▶ **Objective**
Extract every row below and reproduce each of its lines without any change.

▶ **The input**
****************************************

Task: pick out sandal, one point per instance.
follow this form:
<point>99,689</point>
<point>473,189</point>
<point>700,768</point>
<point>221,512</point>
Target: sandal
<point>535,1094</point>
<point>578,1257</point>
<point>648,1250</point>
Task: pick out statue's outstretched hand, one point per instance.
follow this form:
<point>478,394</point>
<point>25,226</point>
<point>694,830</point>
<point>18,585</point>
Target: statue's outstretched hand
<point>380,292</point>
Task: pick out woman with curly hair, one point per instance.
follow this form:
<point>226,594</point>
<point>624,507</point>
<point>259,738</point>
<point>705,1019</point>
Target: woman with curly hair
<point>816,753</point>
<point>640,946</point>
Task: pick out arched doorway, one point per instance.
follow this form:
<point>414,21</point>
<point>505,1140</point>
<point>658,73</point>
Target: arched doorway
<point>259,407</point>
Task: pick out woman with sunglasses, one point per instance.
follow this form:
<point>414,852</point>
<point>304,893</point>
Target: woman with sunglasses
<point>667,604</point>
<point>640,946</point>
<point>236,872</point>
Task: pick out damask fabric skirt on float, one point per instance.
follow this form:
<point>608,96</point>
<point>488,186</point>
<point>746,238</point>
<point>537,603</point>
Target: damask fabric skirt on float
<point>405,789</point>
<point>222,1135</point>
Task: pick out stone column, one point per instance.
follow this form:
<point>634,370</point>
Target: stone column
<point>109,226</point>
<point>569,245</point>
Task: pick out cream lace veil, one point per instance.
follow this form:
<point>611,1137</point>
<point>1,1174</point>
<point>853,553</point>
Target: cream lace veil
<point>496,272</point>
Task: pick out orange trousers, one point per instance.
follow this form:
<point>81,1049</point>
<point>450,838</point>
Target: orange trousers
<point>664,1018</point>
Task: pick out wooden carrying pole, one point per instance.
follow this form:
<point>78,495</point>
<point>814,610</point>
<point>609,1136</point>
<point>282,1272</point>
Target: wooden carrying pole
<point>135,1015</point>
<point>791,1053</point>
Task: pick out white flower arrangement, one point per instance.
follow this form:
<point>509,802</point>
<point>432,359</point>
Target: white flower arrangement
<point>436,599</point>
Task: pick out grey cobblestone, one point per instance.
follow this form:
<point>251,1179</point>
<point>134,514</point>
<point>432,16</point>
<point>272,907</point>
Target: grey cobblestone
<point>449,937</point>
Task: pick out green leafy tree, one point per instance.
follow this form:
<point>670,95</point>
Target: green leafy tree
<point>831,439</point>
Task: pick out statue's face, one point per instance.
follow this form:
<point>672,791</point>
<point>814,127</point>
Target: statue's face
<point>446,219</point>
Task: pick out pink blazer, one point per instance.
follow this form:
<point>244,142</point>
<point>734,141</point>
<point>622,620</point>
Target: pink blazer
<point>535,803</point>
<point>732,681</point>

****************************************

▶ **Written solution**
Task: pick out sandal, one point per instance.
follow this form:
<point>99,689</point>
<point>473,189</point>
<point>700,768</point>
<point>221,512</point>
Target: sandal
<point>535,1094</point>
<point>578,1257</point>
<point>648,1250</point>
Task: pick out statue's outstretched hand, one point per instance.
follow this form:
<point>478,394</point>
<point>25,226</point>
<point>694,830</point>
<point>18,585</point>
Target: statue's outstretched hand
<point>380,292</point>
Task: pick out woman with curly hair, one point per instance.
follow this form:
<point>226,594</point>
<point>624,507</point>
<point>259,738</point>
<point>705,1019</point>
Target: woman with curly hair
<point>816,753</point>
<point>640,946</point>
Task: pick out arched doorway, one point per instance.
follow this form:
<point>414,21</point>
<point>505,1140</point>
<point>658,73</point>
Target: arched doorway
<point>259,407</point>
Task: pick out woman with sunglasses, one point per instance.
follow this form:
<point>414,852</point>
<point>304,893</point>
Target: woman with sunglasses
<point>667,604</point>
<point>640,946</point>
<point>236,872</point>
Task: pick out damask fabric skirt on float, one point per instance.
follow this form:
<point>608,96</point>
<point>488,186</point>
<point>746,238</point>
<point>537,603</point>
Target: damask fabric skirt on float
<point>405,789</point>
<point>222,1135</point>
Task: pick out stone column, one point per instance.
follow this form:
<point>634,370</point>
Target: stone column
<point>109,226</point>
<point>569,245</point>
Task: pick out cream lace veil, one point per instance.
follow this form:
<point>611,1137</point>
<point>1,1174</point>
<point>853,553</point>
Target: cream lace veil
<point>496,272</point>
Task: pick out orange trousers, one point per instance.
follow this form:
<point>81,1049</point>
<point>450,838</point>
Target: orange trousers
<point>664,1018</point>
Task: pick out wooden carrying pole, one point per instance.
follow this form:
<point>78,495</point>
<point>814,610</point>
<point>609,1136</point>
<point>282,1272</point>
Target: wooden carrying pole
<point>135,1015</point>
<point>791,1053</point>
Task: pick out white flower arrangement, one point per instance.
follow this form:
<point>509,802</point>
<point>432,359</point>
Target: white flower arrangement
<point>436,599</point>
Task: pick out grey cobblestone, one point per instance.
follow this form:
<point>251,1179</point>
<point>134,514</point>
<point>432,16</point>
<point>272,907</point>
Target: grey cobblestone
<point>449,937</point>
Task: pick out green leafy tree, one point per instance.
follow this form:
<point>670,95</point>
Target: green leafy tree
<point>831,439</point>
Task: pick out statue's face, one point per instance.
follow this form:
<point>672,791</point>
<point>814,127</point>
Target: statue's face
<point>446,219</point>
Task: pick out pink blazer, one point per instance.
follow this form:
<point>244,142</point>
<point>734,141</point>
<point>622,620</point>
Target: pink blazer
<point>535,803</point>
<point>732,681</point>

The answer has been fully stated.